Bir Fasıl Gecesi ve Adorno (Fatih Çekirge)
Deniz Baykal büyük bir heyecanla söylemişti adını...
15 gün önce Ankara’da Şule Bucak’ın evindeki yemekte:
“Şu aralar onu dinliyorum. Müthiş bir ses” demişti.
Murat Yetkin internetten aradı buldu:
Melihat Gülses...
Deniz Bey’le bilgisayarı yemek masasının üzerine koyup dinlemiştik Gülses’i...
15 gün sonra bir "fasıl gecesi"nde gördüm...
Yeni Şafak yazarı Fehmi Koru’nun gelenek haline getirdiği ve bu defa Aydın Doğan’ın sponsorluğunu yaptığı bir fasıl gecesinde...
Ne garip;
Sosyal demokrat bir liderin masasında internet üzerinden dinlediğim o sesi, bu defa Baykal’la taban tabana zıt bir düşüncenin kıyısında canlı olarak dinledim... (Bu arada fasıl geceleri bir inancın ya da bir kampın değil. Herkese ve her kesime açık. Örneğin bir sonraki davetli Baykal olabilir...)

_Yapılacak İş_
Fasıl gecesi yazısına göre şunları yanıtlayın:
(a) Ankara'daki yemek kimin evinde yapıldı?
(b) Melihat Gülses'i internette kim arayıp buldu?
(c) Bu seferki fasıl gecesinin sponsoru kimdi?
Bu metinden sonra gelen listeye gerek yok.

_Verilen Malzeme_
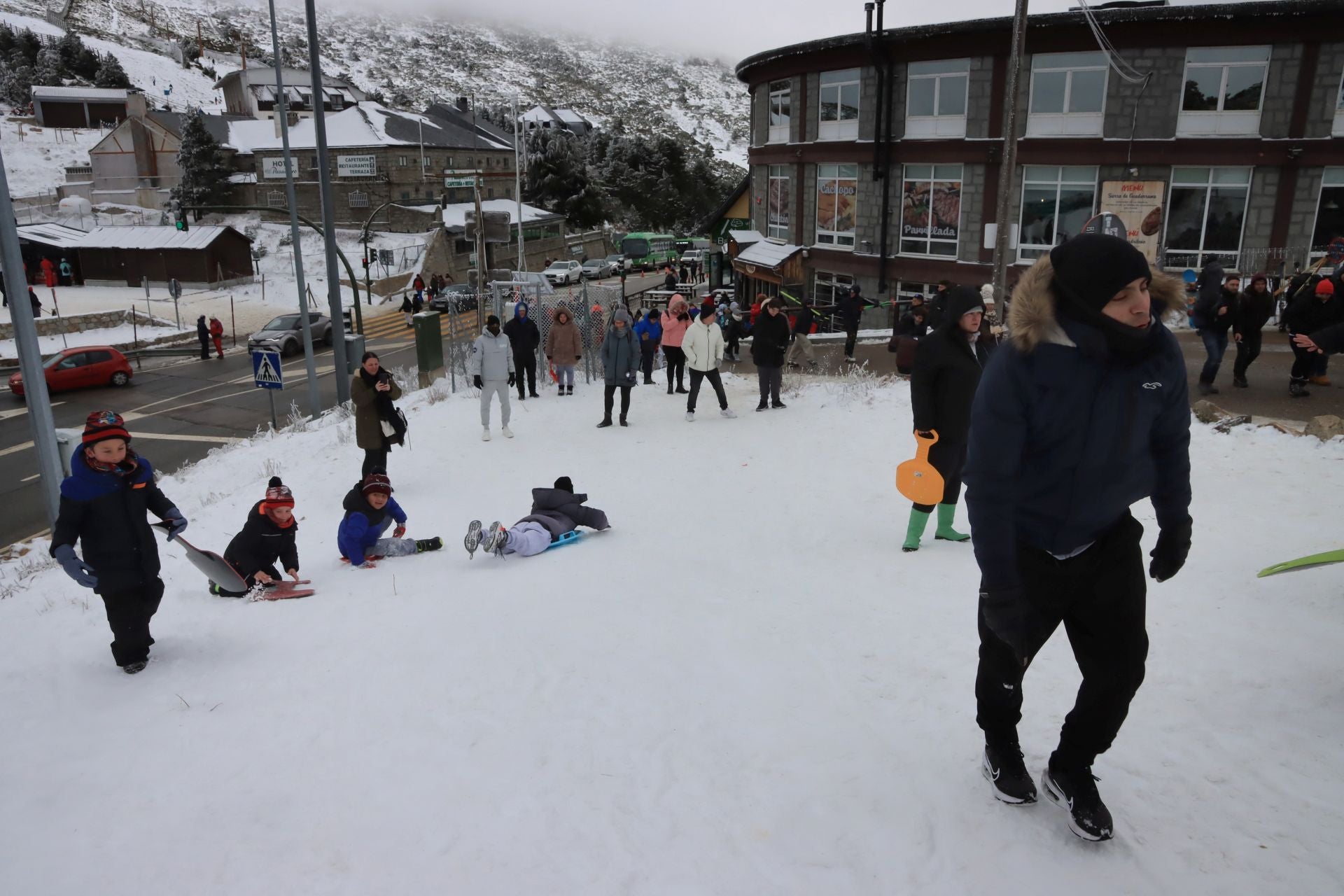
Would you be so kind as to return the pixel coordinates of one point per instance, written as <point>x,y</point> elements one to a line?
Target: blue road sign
<point>267,371</point>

_Bu İşin Yanıtı_
(a) Şule Bucak'ın evinde.
(b) Murat Yetkin.
(c) Aydın Doğan.